**PROBLEM DETAILS**
Without the pictures, print the lines from the one holding "Can you kindly outline every license" through the last line below, both included, exactly as they stand.

**MATERIAL PROVIDED**
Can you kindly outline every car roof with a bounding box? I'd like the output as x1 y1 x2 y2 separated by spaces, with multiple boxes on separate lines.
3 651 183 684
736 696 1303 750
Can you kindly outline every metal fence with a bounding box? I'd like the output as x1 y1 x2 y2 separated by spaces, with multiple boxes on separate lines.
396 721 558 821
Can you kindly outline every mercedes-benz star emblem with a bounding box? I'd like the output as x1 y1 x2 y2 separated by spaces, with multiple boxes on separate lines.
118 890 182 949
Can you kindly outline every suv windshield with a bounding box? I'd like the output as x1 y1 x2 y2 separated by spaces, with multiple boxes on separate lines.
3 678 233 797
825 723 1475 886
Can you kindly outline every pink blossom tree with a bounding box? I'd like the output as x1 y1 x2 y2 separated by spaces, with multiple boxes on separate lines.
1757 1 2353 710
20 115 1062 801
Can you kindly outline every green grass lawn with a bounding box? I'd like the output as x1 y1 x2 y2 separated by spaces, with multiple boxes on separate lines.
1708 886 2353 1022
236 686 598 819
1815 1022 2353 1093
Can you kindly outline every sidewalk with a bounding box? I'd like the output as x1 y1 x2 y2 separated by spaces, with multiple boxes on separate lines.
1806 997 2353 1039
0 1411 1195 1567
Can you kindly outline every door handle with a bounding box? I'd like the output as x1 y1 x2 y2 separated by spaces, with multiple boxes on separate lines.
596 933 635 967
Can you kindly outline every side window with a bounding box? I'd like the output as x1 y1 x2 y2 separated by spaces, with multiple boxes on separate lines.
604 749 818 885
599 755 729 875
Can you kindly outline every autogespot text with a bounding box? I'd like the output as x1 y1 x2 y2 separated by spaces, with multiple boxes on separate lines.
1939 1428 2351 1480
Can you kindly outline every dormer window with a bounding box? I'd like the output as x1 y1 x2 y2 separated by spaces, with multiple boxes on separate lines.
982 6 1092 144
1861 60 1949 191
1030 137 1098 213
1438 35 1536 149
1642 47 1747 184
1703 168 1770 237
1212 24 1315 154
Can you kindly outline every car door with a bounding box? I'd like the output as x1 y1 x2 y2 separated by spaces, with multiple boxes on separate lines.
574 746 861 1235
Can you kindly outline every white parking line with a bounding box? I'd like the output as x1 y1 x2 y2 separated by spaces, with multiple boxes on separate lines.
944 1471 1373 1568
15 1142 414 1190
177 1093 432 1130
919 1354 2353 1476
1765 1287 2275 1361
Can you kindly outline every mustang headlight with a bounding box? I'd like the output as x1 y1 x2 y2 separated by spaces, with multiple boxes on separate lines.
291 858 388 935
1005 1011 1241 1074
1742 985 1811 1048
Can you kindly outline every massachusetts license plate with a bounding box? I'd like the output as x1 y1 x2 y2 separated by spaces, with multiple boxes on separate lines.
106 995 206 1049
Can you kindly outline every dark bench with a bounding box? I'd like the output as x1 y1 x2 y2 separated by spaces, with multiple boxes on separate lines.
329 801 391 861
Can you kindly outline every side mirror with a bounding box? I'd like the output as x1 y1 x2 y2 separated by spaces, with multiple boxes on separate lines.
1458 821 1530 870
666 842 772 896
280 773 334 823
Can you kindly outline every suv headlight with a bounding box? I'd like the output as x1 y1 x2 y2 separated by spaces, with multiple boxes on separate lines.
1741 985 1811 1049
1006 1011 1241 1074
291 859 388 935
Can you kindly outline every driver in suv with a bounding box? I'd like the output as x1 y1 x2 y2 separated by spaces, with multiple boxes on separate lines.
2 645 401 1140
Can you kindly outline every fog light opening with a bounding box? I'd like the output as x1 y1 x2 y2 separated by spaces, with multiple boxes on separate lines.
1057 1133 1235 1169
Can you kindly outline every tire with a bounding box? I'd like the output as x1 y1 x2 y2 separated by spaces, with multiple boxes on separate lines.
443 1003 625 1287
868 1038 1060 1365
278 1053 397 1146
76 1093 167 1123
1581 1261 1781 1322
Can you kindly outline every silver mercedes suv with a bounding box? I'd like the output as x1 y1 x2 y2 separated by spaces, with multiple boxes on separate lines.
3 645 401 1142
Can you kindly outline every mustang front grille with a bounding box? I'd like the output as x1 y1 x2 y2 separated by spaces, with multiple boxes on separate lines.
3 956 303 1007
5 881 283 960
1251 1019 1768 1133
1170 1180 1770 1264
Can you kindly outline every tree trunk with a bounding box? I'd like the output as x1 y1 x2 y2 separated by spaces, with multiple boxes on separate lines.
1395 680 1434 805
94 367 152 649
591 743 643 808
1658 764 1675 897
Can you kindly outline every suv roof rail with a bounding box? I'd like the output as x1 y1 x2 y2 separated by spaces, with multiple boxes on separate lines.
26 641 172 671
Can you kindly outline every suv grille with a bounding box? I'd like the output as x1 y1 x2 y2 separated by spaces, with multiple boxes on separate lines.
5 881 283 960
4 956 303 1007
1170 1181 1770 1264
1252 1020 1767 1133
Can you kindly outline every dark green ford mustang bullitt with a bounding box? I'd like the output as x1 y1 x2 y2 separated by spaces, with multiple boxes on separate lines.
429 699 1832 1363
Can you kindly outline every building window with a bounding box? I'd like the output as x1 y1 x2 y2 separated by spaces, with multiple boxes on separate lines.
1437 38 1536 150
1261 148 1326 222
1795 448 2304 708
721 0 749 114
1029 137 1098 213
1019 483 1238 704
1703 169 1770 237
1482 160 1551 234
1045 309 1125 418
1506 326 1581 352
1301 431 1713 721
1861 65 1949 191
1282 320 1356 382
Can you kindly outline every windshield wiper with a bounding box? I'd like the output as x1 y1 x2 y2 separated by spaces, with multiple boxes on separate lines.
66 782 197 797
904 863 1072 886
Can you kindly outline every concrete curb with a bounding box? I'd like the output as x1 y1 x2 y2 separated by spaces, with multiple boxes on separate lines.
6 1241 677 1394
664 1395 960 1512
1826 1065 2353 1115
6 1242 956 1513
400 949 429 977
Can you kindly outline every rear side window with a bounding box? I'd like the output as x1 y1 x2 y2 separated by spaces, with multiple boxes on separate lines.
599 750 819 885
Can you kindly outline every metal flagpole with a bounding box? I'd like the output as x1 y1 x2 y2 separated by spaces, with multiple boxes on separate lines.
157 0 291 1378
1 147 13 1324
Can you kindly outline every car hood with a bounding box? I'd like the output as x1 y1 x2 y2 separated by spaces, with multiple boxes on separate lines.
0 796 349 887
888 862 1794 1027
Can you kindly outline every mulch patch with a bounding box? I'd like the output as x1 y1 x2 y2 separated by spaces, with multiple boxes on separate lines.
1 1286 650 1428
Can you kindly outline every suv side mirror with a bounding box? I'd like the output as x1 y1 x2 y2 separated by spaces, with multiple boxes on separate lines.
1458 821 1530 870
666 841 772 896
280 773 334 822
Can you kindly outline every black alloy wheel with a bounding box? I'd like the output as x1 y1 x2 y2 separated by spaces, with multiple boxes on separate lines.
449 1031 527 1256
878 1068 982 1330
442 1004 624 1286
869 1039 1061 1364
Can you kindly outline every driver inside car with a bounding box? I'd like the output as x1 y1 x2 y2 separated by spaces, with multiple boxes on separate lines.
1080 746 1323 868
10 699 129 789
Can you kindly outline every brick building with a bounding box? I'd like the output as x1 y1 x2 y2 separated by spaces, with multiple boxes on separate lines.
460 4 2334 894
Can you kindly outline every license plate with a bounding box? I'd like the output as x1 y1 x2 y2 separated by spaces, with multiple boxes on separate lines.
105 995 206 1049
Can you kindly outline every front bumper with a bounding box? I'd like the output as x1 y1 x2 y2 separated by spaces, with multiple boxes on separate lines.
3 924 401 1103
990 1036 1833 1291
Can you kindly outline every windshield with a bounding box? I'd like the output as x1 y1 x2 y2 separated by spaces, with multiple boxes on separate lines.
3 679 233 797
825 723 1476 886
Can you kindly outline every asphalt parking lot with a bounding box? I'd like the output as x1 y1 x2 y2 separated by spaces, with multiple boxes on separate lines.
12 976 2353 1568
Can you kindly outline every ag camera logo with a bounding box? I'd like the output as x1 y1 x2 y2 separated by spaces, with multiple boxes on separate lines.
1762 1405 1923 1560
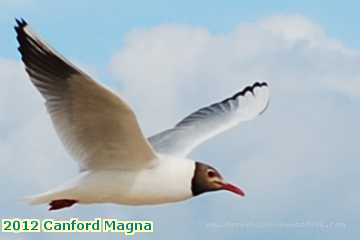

**RESPONSE TO THE EXERCISE**
Can you kindly outline every license plate with a bounding box? I'd like the output as x1 y1 x2 y2 separated by spaces, with multiple boxes on separate lines.
105 995 206 1049
Can you kindly outline every front bumper with a bounding box? I'd like the output as x1 y1 x2 y2 separated by spaces, with multiple boxes on separate lines.
3 924 401 1103
990 1036 1833 1291
Can you kindly outline every windshield with a bounding box? I'd like the output as x1 y1 x2 y2 separated by spaces, with multiple boxes on separate lines.
3 679 233 797
825 723 1476 886
Can you kindly outline every asphalt parking lot with a bounding box? I'd like the output as x1 y1 x2 y2 separated by spaces, with multiple boxes on separate lines.
12 976 2353 1568
Can you kindly outline every ag camera logo with a bounding box? I'd like the output as x1 y1 x2 y2 separated by spaces, with multiple boxes on separate lines.
1762 1405 1923 1560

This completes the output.